Natural language region descriptions
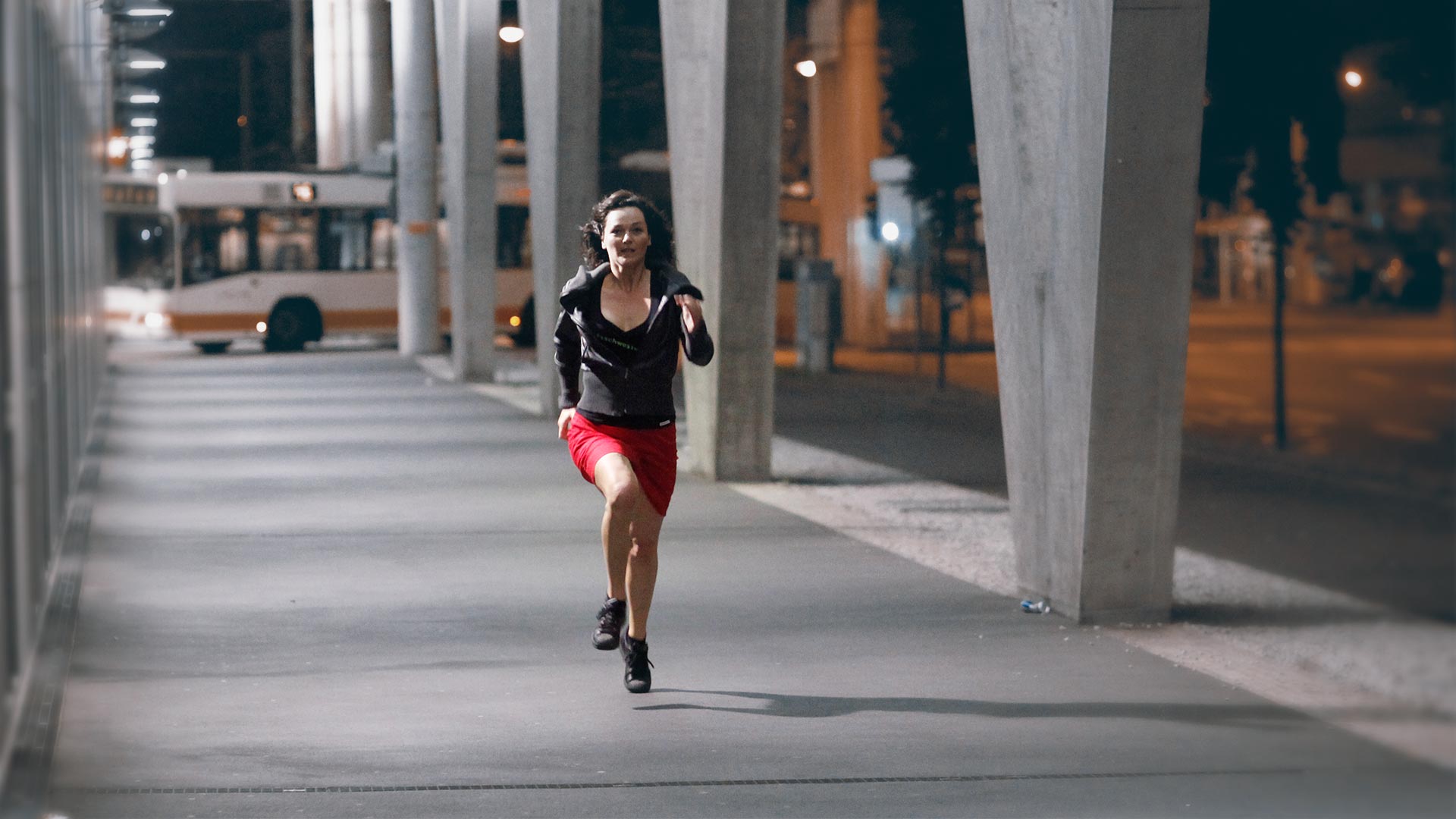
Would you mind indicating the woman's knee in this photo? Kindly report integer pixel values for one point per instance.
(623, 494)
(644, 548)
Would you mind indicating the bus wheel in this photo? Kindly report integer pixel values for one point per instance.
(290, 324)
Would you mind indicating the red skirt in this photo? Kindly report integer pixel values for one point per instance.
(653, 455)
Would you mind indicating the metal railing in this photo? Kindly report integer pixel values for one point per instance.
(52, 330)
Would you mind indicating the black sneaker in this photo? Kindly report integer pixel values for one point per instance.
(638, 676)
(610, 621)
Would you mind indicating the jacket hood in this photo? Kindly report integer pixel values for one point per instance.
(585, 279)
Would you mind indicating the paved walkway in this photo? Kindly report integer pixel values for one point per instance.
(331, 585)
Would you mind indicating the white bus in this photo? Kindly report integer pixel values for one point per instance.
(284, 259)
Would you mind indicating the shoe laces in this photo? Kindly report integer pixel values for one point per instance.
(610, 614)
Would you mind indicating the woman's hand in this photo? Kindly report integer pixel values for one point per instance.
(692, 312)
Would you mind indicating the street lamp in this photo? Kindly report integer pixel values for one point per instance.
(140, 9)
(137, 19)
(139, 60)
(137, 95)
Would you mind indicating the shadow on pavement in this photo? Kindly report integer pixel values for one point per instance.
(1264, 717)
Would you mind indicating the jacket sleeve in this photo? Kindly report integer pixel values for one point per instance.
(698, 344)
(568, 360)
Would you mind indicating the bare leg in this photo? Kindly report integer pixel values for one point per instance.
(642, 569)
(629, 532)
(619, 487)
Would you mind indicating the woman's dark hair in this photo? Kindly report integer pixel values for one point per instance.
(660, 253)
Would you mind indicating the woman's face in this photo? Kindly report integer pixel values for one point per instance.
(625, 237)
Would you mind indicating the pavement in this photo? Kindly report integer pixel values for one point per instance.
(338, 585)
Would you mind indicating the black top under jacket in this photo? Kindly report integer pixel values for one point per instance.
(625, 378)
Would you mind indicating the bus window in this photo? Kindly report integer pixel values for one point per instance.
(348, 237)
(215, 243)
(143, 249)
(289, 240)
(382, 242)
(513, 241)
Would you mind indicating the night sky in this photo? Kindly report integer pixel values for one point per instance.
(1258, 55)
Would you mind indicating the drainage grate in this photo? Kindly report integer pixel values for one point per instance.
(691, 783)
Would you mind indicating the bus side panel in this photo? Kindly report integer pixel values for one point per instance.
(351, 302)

What the task asks
All of the entries above are to be duplicated exactly, with every image left out.

Worked solution
Would you mind indicating the woman's knee in this photo? Kindly report integer pixel values for one point per instance.
(623, 494)
(644, 548)
Would you mind indicating the bus wheel in this photo? Kindly report integer pixel values for one point per instance.
(290, 324)
Would you mind indicating the red skirt in this photo? Kindly report integer pixel values for one point per instance.
(653, 455)
Would you mind indicating the metal railing in this photo? Kindly report integer pixel values for one point per instance.
(52, 330)
Would you mind indicating the black sneaker in this photo? Kindly report integer pixel values for one point per instance.
(638, 676)
(610, 621)
Would you mind indicating the jacket hood in this photo? Kindly report integer pixel values for one point per instance.
(585, 279)
Would you mind indicating the paved walkway in this photo? Kindly report integer pixel values for one point per instance.
(331, 585)
Would you mind indicating the white bus in this photo? Kindly report integer pixel values for one point per instance.
(284, 259)
Would you mind indicating the shoe laces in this photo? Kindly report integer pixel values for one point per instance.
(610, 614)
Would you mind indicating the woman's hand in this photo? Kindly report integer pixel values for one point per instance.
(692, 312)
Would you mind indicating the street lamp in this photo? Kindly report integer pixel values for one point per instance.
(140, 9)
(137, 19)
(139, 60)
(137, 95)
Would you mind indicating the shadow on pavement in this photo? Kindly report integer pixel values for one point per instance.
(1264, 717)
Would you mind indicating the jacket sleeve in this photo? Kindly report integer pixel values for one point per instance.
(698, 344)
(568, 360)
Would you mind indicating the bare leg in this photo? Kindly report integer pixel values for one point per instance.
(642, 569)
(629, 532)
(619, 487)
Would you mind indicating the woman's dark hair in this photo? Kindly report integer pixel values for one point per instance.
(660, 253)
Would you mind indicating the woman's face in this photo? Kindly report integer pixel values for one point per instance.
(625, 237)
Would you mind indicating the pavement in this photo? Kindly report integer pixel values for one point per instance.
(338, 585)
Would you mind indicating the black top under jacket in this photo? Kindly report integer pixel values for one point per instance.
(625, 378)
Would you mind indicating the bus window in this photo? Kindly report integer pixel values for one point per instance.
(348, 237)
(215, 243)
(143, 249)
(289, 240)
(382, 242)
(513, 241)
Would you mind indicating the night sky in this photo? Kindly report integer pixel values for one point per instance.
(1258, 55)
Would you mind indicating the drainage grate in this photo? Kindly report integer pixel values for one point per instance.
(691, 783)
Would you mind indicating the bus side panel in this photo? Kindly report integer pixel values for one point per instance.
(351, 302)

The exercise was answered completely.